» Activity
Find and copy each line of the data that includes "woman".
--------------------
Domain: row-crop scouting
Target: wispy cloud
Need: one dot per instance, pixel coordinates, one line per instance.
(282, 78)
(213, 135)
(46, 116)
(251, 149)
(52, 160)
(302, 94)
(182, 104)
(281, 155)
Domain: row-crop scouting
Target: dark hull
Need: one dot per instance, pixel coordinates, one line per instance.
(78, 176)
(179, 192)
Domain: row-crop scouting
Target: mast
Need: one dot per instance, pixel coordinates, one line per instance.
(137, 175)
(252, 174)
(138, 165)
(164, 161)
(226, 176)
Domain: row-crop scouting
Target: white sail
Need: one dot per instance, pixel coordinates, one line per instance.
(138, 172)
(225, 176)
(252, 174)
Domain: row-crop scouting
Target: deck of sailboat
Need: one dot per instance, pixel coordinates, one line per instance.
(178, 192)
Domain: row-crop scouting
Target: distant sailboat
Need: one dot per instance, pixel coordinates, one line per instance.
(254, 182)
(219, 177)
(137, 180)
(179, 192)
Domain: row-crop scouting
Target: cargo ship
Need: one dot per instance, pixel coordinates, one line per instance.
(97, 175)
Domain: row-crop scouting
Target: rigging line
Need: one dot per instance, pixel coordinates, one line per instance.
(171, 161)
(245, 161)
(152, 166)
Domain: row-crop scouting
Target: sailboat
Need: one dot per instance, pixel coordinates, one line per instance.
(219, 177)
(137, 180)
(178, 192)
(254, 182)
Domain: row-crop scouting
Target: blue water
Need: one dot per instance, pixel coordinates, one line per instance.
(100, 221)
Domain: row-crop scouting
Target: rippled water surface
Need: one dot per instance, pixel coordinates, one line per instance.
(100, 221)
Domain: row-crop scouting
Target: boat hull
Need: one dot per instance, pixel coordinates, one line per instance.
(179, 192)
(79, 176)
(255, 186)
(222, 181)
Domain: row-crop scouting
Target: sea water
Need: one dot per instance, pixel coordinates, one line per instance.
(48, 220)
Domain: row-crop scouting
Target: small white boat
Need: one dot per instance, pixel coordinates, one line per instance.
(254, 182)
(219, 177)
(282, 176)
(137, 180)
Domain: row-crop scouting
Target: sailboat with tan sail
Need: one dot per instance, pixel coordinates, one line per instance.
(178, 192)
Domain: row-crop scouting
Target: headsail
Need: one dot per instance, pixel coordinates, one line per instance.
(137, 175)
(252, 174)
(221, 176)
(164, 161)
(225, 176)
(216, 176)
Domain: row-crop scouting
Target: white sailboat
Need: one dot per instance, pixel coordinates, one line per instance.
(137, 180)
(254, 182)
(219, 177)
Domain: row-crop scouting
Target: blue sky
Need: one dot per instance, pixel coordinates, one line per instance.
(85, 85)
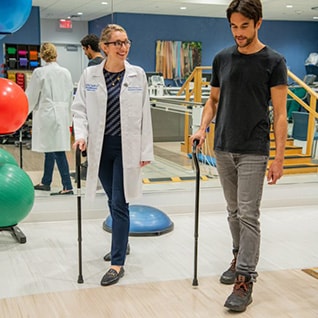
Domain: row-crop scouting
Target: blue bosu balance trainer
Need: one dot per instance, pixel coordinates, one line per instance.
(144, 221)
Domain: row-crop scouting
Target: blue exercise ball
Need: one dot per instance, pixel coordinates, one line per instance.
(16, 195)
(6, 157)
(13, 14)
(144, 221)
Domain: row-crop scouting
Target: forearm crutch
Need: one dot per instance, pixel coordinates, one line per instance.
(196, 217)
(78, 153)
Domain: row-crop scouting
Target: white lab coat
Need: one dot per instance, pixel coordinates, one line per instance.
(89, 117)
(50, 95)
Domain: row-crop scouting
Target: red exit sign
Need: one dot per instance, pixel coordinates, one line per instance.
(65, 24)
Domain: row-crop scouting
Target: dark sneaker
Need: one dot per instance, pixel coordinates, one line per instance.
(241, 296)
(228, 277)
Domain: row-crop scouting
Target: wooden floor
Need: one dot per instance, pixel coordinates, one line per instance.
(38, 279)
(290, 294)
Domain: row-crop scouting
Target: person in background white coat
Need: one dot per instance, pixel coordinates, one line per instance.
(112, 119)
(50, 95)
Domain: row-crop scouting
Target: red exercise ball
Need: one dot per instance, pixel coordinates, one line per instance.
(14, 106)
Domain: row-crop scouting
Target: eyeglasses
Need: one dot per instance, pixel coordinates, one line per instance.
(119, 44)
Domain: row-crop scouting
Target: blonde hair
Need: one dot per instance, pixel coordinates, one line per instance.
(48, 52)
(106, 33)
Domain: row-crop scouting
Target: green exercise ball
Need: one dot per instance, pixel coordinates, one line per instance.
(16, 195)
(6, 157)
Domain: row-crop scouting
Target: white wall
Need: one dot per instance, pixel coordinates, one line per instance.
(74, 61)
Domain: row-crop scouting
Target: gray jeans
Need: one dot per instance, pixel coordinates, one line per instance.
(242, 179)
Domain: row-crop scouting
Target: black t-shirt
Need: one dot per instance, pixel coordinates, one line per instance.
(242, 121)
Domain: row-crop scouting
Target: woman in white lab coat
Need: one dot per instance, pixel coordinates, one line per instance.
(112, 119)
(50, 95)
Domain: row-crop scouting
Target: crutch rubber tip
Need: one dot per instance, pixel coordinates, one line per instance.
(80, 280)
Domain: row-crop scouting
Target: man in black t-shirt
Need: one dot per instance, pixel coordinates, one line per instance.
(246, 78)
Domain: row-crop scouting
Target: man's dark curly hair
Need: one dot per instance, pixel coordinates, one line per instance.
(251, 9)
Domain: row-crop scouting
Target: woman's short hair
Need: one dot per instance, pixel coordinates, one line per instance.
(48, 52)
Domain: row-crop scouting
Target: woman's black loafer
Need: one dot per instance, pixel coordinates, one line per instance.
(112, 277)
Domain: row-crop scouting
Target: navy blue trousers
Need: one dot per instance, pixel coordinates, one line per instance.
(111, 178)
(62, 165)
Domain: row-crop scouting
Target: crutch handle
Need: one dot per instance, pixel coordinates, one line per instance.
(195, 145)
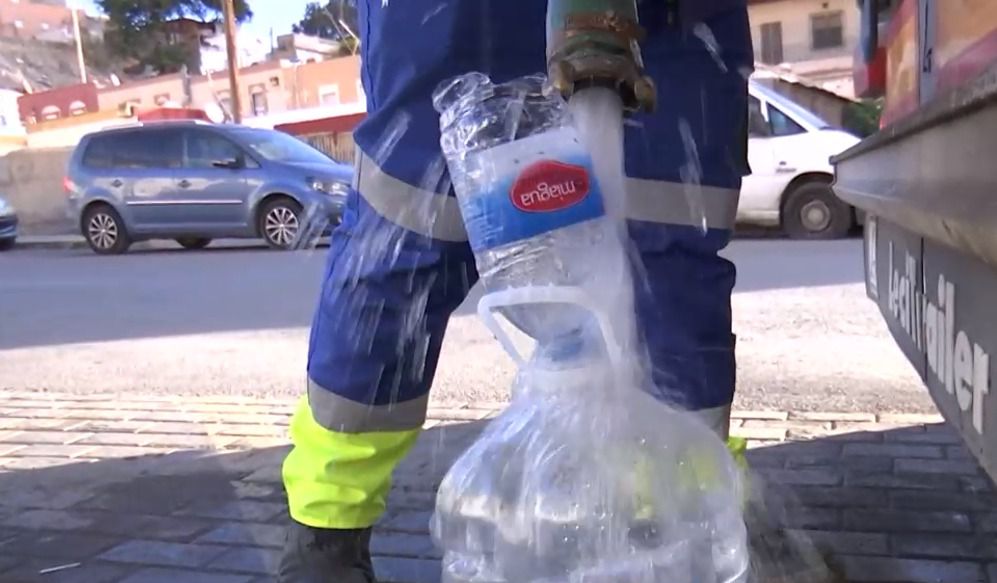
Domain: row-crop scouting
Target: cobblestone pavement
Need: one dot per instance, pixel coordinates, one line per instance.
(105, 489)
--------------------
» Written response
Target: woman in white lab coat
Target: woman's short hair
Target: woman's black loafer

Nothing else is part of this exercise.